TASK OBJECTIVE: Return every line from the one with "[locate] the gray" through the one with "[locate] the young", inclusive, exactly as it appears below.

Point-per-instance localization data:
════════

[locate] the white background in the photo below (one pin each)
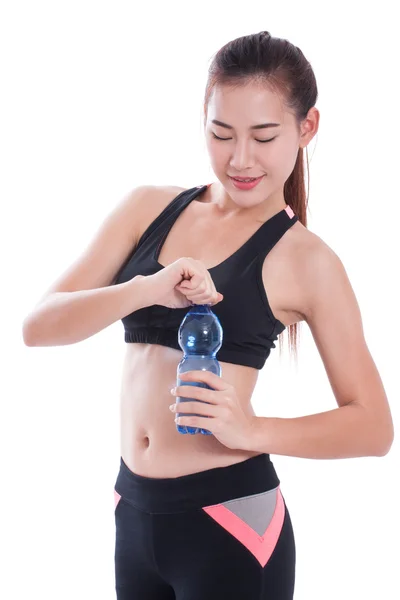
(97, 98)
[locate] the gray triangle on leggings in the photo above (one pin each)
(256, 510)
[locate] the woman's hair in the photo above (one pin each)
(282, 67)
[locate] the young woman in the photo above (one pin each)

════════

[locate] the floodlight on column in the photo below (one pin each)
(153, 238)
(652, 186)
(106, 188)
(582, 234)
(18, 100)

════════

EXPECTED ANSWER:
[locate] the gray triangle on leggings in the photo above (one pin each)
(256, 510)
[locate] the woman's hair in the photo above (one pin each)
(282, 67)
[locate] the young woman in the photo above (one pin each)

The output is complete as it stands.